TASK INPUTS:
-.-.-
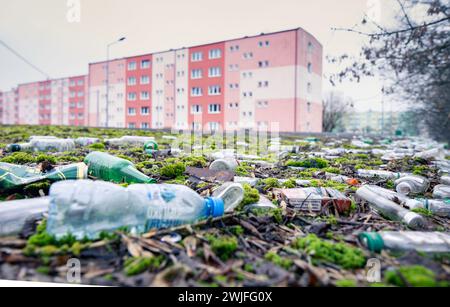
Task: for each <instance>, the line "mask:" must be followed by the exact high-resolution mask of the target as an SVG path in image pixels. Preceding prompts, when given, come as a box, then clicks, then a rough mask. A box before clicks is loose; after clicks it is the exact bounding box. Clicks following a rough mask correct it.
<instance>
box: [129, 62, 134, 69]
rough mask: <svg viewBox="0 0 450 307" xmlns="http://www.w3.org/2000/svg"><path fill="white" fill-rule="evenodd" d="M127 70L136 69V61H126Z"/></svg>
mask: <svg viewBox="0 0 450 307" xmlns="http://www.w3.org/2000/svg"><path fill="white" fill-rule="evenodd" d="M128 70H136V62H130V63H128Z"/></svg>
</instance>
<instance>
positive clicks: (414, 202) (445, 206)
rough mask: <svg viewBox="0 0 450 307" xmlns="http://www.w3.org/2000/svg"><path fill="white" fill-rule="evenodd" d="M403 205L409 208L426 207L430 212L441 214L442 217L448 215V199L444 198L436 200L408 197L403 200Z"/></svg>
mask: <svg viewBox="0 0 450 307" xmlns="http://www.w3.org/2000/svg"><path fill="white" fill-rule="evenodd" d="M405 206H406V207H408V208H409V209H410V210H413V209H418V208H421V209H427V210H429V211H431V213H433V214H435V215H438V216H442V217H450V199H446V200H436V199H424V198H417V199H408V200H407V201H406V202H405Z"/></svg>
-.-.-
When you copy the records above, keep every word exact but leave out the pictures.

Task: for each <instance>, the line "mask:" must be followed by the exact high-resolution mask of the target as an SVG path in image pixels. Preceding prompts, when given, come as a box, then clicks, then a rough mask. A box before clicks is loose; after clicks it is the exact bounding box. Clicks following a rough mask correct it.
<instance>
box: [129, 62, 134, 69]
rough mask: <svg viewBox="0 0 450 307" xmlns="http://www.w3.org/2000/svg"><path fill="white" fill-rule="evenodd" d="M127 70L136 69V61H126Z"/></svg>
mask: <svg viewBox="0 0 450 307" xmlns="http://www.w3.org/2000/svg"><path fill="white" fill-rule="evenodd" d="M128 70H136V62H130V63H128Z"/></svg>
</instance>
<instance>
positive clicks: (414, 202) (445, 206)
rough mask: <svg viewBox="0 0 450 307" xmlns="http://www.w3.org/2000/svg"><path fill="white" fill-rule="evenodd" d="M403 205L409 208L426 207L430 212L441 214L442 217L448 215V199L444 198L436 200L408 197L403 200Z"/></svg>
mask: <svg viewBox="0 0 450 307" xmlns="http://www.w3.org/2000/svg"><path fill="white" fill-rule="evenodd" d="M405 206H406V207H408V208H409V209H410V210H413V209H418V208H421V209H427V210H429V211H431V213H433V214H435V215H438V216H442V217H450V199H446V200H436V199H424V198H417V199H408V200H407V201H406V202H405Z"/></svg>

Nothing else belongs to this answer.